(Source text)
■ ■ ■ ■ ■ ■ ■

About a year ago, I was invited to what I call a “secret lady group” on Facebook, prior to which I did not know these things existed. It has proven to be cathartic for me, though. Many of the women involved were members of the Unitarian church I attended in Indianapolis years ago. There are probably only half a dozen who post questions/comments/concerns with any regularity, and about twice that who comment frequently. They all tend to have pretty excellent advice, are really supportive and positive, and share a common bond — besides being women, we all seem to come from rather dysfunctional families.

I’m beginning to get the impression that “functional families” are much fewer and farther between than I may have otherwise thought.

Last week, I posted some concerns I have about pressure to expand our family. I’m quite satisfied with the way things are: me, Charlie, and Bea. In fact, if we had no other children, even adopting, I would be fine with that. I feel like the only person who is fine with a family of three.

At Christmas, I was asked multiple times if we were planning to have another child. On the way to Indy for our last two trips, Charlie mentioned how much larger a vehicle we would need “if we had another one.” He then began daydreaming about his ideal family-of-four car. He’s mentioned to me that Bea would be a good big sister, and that she would be helpful. When I balked at this talk, he mentioned his employer’s outstanding adoption benefits.

I feel guilty complaining about my pregnancy. Compared to other friends’ and women I know, mine was actually quite easy. Yet I was miserable. I was huge, bloated, sweaty, uncomfortable. I had sciatica, kidney stones, and my back hurt from Day One. I was and, even after going through it, still am scared of labor, delivery, hurting a fetus, or having a child with health problems. I’m terrified of the idea of a difficult birth, a stillbirth, a miscarriage. I’m worried that we can’t take care of the child we have, let alone a second one.

■ ■ ■ ■ ■ ■ ■

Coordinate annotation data
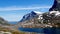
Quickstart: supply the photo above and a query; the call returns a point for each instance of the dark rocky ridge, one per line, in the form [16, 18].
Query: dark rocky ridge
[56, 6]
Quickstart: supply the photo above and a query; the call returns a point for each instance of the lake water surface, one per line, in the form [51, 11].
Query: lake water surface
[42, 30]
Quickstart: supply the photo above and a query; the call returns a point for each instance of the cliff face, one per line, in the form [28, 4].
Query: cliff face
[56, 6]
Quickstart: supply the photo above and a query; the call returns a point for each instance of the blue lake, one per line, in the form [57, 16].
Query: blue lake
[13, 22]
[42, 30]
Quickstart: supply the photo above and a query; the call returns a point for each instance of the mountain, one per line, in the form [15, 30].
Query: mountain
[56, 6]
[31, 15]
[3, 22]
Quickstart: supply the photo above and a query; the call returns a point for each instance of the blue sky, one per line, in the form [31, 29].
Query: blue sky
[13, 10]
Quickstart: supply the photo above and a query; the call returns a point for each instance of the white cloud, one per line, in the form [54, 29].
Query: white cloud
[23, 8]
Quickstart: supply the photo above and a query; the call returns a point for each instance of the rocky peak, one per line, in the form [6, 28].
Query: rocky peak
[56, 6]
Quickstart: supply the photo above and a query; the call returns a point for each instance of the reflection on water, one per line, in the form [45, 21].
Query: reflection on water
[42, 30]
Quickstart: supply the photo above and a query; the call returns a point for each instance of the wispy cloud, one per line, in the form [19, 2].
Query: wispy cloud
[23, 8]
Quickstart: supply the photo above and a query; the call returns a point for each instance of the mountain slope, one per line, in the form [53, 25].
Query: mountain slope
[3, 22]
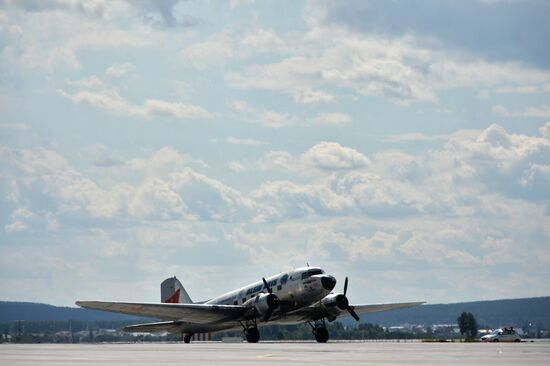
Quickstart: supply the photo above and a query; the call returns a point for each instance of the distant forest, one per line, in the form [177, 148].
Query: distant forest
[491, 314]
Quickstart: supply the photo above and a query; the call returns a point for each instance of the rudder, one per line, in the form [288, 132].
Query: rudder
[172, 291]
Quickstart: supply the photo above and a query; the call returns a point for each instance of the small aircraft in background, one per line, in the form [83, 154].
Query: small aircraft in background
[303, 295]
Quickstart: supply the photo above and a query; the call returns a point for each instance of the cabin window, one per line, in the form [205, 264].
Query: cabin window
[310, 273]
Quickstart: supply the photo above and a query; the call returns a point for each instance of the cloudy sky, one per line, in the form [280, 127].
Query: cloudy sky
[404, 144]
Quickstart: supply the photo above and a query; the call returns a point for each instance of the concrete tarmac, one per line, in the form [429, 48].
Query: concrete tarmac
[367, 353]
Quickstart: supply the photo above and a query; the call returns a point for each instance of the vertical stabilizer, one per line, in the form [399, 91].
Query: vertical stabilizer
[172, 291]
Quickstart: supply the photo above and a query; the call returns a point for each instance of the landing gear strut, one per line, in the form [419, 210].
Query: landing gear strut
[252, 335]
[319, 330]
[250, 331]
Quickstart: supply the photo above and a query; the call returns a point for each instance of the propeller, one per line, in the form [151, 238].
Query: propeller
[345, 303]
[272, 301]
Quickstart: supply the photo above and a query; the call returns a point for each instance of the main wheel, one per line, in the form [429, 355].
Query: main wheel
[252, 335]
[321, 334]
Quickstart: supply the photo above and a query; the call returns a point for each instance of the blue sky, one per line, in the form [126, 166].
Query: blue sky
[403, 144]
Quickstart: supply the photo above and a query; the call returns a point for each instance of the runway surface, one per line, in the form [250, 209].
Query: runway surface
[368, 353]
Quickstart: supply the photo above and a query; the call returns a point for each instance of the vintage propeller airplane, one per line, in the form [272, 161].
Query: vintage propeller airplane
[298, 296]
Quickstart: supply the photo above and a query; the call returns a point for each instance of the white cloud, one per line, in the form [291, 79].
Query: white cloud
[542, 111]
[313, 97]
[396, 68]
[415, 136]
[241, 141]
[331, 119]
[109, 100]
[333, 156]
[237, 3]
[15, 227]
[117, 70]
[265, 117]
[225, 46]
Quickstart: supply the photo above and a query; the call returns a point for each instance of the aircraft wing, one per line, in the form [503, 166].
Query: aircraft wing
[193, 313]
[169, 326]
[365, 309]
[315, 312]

■ ■ ■ ■ ■ ■ ■

(Problem statement) In the family-size essay, what adjectives does the writer use to describe herself in the sentence that begins "I was huge"? This data is separate material, unconnected to the family-size essay.

(The result) huge, bloated, sweaty, uncomfortable